***** Entries supplied *****
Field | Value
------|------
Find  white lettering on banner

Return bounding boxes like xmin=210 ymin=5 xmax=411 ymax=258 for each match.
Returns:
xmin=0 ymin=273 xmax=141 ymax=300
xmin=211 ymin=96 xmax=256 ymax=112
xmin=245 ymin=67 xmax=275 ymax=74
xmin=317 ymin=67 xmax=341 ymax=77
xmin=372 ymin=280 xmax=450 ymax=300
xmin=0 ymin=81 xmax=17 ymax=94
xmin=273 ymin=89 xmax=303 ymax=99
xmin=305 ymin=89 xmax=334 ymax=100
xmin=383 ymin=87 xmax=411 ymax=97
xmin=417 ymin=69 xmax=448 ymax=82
*****
Goal: Print all of the rows above again, word for word and with no changes.

Correct result:
Field | Value
------|------
Find  white lettering on banner

Return bounding boxes like xmin=210 ymin=5 xmax=411 ymax=258 for each match.
Returns:
xmin=0 ymin=273 xmax=141 ymax=300
xmin=211 ymin=96 xmax=256 ymax=112
xmin=245 ymin=67 xmax=275 ymax=74
xmin=317 ymin=67 xmax=341 ymax=77
xmin=372 ymin=280 xmax=450 ymax=300
xmin=0 ymin=81 xmax=17 ymax=94
xmin=273 ymin=89 xmax=303 ymax=99
xmin=305 ymin=89 xmax=334 ymax=100
xmin=383 ymin=87 xmax=411 ymax=97
xmin=417 ymin=69 xmax=448 ymax=82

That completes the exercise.